REQUIRED WORK ▸
#1 Print everything from "But I will also" down to "in her memoirs." in the passage about the mother's memoir.
#2 In the passage about the mother's memoir, what held together the old pair of glasses she found in the barracks?
#3 Write the next part of the passage about the mother's memoir, picking up after its final sentence.

PASSAGE ▸
____

A Full-Circle Perspective From My Mother’s Memoir
Before my mother’s death she dedicated herself to following such Holocaust deniers and revisionists to keep the FACTS alive. I have published her memoir for all who are interested; in it she describes how the Germans killed not just Jews, but all dissidents including gypsies and homosexuals. Her story is not so much about the horrors which were well documented–but rather of the psychological toll such an experience takes and how difficult it is to return to “normal” life. So hers is “the story” as I understand it, and the story I have worked through with the help of my teachers.
And NOW, I can see that from the Palestinian perspective, certainly, the situation in Gaza resembles what happened during WWII. What we have is an ancient clash of belief systems that can only be reconciled by good faith on both sides. I am still deeply disturbed to have been “unfriended” and insulted by people whom I approached in good faith and whose position I wanted to understand. At the same time I cannot help but be greatly disappointed by an inability to have an honest dialog on these issues precisely because I have been open to dropping my own sense of outrage, only to find that the other sides’ sense of outrage inevitably trumps mine. I am writing in the hope that those who live in the blessed freedom and relative peace here can avoid the pitfalls on both sides and figure out pragmatic solutions to the problems we face.
But I will also say that there is such a thing as relative truth—and I will end with this story.
When my mother was selected to work at Auschwitz, she dropped her eyeglasses and they broke. She fumbled her way into the crowded barracks, where she shared a wooden “bunk” with eight others, and found an old pair of glasses held together by string, which allowed her to work, survive and eventually give birth to me.  The story is in her memoirs.

____

Dataset records:
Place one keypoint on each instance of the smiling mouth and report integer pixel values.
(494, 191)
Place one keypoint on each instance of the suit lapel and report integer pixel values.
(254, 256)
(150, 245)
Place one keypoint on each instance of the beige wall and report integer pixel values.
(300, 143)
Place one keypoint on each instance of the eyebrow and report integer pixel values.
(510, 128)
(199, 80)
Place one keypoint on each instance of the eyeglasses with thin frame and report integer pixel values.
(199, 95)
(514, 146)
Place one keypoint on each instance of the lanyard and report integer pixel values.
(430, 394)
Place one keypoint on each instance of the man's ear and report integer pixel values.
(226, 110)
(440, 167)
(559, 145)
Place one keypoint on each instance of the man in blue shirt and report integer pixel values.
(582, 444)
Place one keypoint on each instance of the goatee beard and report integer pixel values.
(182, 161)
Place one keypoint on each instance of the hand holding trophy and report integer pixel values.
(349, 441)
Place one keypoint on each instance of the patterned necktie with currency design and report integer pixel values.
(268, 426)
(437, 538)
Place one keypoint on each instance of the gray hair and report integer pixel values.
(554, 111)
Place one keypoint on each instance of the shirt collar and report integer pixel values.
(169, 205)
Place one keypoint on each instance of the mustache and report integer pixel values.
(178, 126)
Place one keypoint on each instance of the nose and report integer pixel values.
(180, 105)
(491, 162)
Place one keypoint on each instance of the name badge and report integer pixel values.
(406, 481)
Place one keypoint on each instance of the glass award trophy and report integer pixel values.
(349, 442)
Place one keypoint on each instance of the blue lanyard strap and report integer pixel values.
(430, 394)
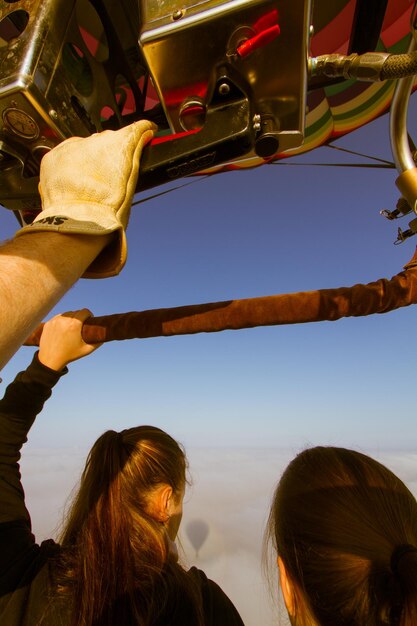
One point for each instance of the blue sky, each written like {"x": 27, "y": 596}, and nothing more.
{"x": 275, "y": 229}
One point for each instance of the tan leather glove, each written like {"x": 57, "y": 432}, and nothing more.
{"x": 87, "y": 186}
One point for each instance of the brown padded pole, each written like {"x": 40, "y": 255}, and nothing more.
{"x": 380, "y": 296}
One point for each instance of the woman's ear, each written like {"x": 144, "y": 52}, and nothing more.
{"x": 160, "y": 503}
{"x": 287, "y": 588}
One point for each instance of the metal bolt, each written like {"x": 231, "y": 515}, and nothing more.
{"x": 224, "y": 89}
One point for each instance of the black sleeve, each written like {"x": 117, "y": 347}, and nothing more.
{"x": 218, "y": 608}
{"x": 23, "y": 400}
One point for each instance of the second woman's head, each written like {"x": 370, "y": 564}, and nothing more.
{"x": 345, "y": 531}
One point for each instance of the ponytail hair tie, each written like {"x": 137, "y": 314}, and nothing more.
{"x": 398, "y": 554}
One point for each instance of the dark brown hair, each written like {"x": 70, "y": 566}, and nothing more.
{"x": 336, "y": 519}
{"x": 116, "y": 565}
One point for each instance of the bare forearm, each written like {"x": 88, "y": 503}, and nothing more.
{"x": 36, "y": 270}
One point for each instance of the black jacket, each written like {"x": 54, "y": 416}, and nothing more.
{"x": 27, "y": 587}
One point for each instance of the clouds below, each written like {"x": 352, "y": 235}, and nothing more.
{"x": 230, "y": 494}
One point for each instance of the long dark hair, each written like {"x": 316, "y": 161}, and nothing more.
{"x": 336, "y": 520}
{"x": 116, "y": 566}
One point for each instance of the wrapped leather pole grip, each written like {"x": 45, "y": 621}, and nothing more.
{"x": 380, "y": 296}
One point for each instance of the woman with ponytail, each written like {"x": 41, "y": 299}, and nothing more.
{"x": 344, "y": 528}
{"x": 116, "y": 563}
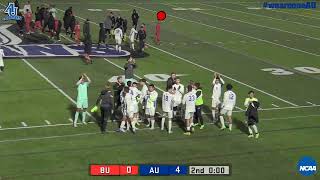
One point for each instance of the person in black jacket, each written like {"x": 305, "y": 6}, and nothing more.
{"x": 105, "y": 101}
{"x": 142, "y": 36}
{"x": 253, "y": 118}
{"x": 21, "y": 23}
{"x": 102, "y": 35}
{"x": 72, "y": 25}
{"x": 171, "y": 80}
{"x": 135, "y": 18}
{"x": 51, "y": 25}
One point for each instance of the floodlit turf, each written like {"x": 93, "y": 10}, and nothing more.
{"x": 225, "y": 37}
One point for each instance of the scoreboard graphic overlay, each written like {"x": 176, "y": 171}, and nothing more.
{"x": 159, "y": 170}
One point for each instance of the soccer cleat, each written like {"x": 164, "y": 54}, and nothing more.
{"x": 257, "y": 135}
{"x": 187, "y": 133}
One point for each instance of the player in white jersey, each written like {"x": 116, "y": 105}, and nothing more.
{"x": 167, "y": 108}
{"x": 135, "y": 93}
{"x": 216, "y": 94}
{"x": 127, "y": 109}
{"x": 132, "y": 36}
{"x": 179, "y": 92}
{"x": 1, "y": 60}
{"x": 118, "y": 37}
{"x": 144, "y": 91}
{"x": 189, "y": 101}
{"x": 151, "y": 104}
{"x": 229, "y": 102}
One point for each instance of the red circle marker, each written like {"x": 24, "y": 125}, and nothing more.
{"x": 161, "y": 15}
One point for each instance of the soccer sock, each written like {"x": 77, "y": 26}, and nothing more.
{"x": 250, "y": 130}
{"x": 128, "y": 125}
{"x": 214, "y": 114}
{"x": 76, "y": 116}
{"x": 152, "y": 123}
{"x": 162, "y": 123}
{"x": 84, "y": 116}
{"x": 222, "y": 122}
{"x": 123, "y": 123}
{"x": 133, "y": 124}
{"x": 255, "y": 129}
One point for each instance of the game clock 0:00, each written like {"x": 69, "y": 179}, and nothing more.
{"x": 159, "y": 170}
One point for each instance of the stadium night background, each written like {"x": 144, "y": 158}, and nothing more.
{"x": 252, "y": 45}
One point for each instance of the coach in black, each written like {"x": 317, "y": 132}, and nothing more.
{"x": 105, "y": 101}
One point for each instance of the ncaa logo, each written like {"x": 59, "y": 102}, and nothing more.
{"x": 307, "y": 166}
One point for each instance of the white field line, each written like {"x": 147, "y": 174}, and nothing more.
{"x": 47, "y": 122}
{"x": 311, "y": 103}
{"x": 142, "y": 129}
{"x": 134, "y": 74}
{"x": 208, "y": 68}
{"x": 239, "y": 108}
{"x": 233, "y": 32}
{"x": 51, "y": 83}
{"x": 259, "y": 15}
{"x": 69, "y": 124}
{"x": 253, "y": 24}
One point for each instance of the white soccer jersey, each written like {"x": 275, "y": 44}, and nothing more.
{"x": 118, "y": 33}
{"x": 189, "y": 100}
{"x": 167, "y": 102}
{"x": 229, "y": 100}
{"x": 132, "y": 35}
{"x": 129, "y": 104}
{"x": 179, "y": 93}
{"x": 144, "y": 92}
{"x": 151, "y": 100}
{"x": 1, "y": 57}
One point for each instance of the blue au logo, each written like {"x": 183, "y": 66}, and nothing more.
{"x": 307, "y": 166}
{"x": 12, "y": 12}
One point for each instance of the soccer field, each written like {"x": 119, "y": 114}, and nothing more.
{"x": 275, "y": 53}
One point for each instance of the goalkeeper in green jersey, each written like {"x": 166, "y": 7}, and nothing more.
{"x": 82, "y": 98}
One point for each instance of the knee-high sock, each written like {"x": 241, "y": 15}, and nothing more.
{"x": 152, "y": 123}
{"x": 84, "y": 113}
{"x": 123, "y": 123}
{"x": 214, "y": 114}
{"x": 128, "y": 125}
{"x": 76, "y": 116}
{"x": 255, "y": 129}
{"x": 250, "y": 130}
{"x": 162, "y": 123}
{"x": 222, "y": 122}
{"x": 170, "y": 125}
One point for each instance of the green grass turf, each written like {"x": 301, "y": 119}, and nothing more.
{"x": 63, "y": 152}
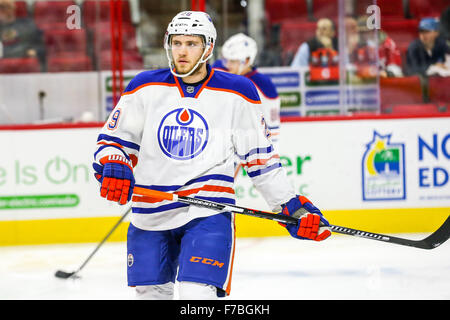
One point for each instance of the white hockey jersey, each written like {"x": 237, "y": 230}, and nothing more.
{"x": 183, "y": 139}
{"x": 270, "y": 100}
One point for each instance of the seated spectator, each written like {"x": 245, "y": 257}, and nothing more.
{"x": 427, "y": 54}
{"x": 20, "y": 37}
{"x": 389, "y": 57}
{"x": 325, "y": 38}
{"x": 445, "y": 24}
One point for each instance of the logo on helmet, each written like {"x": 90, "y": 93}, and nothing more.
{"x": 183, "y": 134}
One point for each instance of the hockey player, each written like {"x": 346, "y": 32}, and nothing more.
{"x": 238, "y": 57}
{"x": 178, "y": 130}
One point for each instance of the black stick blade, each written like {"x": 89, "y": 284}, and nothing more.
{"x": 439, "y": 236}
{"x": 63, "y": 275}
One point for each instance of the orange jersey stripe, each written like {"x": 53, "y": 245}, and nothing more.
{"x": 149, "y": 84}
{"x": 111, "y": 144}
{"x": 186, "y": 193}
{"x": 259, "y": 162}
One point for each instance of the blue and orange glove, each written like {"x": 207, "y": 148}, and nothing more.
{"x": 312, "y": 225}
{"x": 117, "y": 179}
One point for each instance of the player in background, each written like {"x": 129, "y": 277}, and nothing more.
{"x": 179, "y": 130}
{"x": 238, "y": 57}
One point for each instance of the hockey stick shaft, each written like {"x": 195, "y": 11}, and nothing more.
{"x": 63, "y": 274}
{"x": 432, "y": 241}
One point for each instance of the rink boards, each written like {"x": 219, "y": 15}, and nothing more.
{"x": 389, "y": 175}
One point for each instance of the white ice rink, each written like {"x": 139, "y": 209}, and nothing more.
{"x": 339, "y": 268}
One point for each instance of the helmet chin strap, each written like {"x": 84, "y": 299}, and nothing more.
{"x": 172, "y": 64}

____

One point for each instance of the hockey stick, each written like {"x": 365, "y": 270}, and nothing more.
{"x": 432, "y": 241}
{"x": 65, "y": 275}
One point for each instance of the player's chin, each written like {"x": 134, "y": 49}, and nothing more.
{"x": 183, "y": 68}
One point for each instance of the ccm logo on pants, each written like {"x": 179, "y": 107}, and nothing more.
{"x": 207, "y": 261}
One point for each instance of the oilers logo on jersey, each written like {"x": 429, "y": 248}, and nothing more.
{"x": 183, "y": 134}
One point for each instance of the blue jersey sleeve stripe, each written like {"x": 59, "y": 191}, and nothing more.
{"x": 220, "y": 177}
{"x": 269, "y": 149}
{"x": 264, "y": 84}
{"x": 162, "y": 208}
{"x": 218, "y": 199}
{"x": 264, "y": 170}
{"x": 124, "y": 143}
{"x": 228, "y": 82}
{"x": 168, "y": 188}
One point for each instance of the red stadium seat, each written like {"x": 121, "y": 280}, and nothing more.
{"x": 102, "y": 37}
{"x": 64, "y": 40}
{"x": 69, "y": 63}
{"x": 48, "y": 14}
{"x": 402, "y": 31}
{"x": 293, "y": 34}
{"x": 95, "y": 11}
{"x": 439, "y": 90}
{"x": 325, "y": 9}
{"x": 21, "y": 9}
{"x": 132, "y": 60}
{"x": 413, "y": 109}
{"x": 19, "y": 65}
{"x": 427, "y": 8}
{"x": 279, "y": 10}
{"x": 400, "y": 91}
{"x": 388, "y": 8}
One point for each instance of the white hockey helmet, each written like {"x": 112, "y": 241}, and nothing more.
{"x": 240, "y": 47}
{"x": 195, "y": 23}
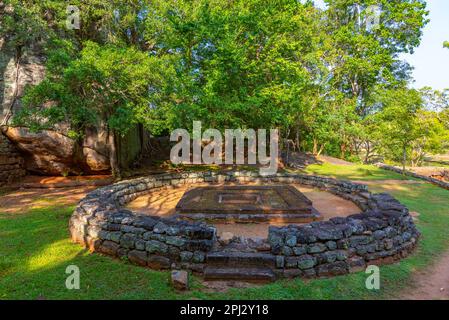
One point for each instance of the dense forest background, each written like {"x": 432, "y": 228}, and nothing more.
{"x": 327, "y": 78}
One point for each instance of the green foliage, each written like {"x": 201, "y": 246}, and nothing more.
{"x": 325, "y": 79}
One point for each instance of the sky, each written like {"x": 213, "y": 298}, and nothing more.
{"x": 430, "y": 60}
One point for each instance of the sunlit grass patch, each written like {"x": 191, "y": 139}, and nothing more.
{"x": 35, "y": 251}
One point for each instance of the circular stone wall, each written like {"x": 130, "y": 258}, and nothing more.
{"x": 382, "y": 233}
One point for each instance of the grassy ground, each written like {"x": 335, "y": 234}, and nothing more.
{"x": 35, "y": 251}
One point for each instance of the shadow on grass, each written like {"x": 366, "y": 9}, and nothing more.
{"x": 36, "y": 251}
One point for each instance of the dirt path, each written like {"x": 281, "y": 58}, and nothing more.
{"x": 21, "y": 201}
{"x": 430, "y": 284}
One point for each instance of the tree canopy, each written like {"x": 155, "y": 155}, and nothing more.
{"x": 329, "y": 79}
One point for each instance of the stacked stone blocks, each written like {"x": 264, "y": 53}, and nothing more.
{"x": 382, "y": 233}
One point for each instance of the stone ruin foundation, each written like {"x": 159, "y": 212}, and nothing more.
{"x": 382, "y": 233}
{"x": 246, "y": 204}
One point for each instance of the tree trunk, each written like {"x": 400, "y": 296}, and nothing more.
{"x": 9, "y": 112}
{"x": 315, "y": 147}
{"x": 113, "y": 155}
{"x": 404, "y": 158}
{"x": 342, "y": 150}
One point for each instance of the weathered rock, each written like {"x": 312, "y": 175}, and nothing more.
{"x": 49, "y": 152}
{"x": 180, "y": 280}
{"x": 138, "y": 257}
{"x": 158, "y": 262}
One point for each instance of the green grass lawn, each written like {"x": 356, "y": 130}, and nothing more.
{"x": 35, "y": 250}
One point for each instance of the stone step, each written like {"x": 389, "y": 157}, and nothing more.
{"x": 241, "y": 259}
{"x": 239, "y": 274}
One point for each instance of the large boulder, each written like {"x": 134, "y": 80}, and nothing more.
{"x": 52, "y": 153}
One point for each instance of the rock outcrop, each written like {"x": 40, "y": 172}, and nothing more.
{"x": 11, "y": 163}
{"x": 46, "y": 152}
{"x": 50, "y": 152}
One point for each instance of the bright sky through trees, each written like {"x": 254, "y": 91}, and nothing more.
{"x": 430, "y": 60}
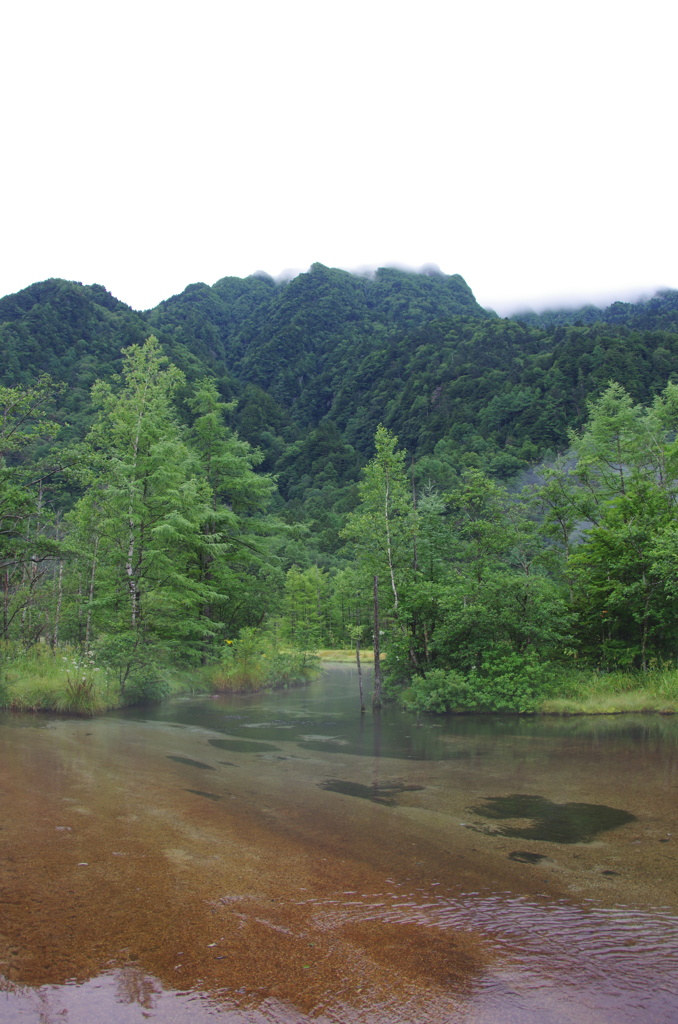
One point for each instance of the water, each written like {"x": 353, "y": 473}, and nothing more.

____

RESPONSE LIST ▸
#1
But I will also say that there is such a thing as relative truth—and I will end with this story.
When my mother was selected to work at Auschwitz, she dropped her eyeglasses and they broke. She fumbled her way into the crowded barracks, where she shared a wooden “bunk” with eight others, and found an old pair of glasses held together by string, which allowed her to work, survive and eventually give birth to me.  The story is in her memoirs.

#2 String held them together.

#3
Years later I found a wonderful therapist with whom to work through my demons, and whose father had also been a survivor. Interestingly from the perspective of this piece, she also worked in the Arab territories as a trauma counselor on a volunteer basis. When she helped me with my anxiety via Skype (she was over there) as I sat in fear on my couch in the comfort of my living room, I could hear bombs and gunshots going off behind her over her microphone.
When we worked through my issues in her office, however, and I told her my mother’s story of the glasses, she told me that he had taken her daughter to Auschwitz, and on the “tour” they had found an old pair of glasses in the dirt. That is a moment I will never forget. It still gives me chills and goosebumps, because it speaks to the reality of a much wider perspective which we will all need to take if humanity is to survive, much less evolve, into a truly conscious life form.
From my current perspective, all we have is the present moment in which to live honorably and productively; I am sorry if my admiration for Eckhart Tolle and his ilk overrides my desire to be “right.”
I urge those who participate online in forums like this to examine their own biases as they would those of others, and to work consciously toward a different quality of life, for the short time that we’re “here.”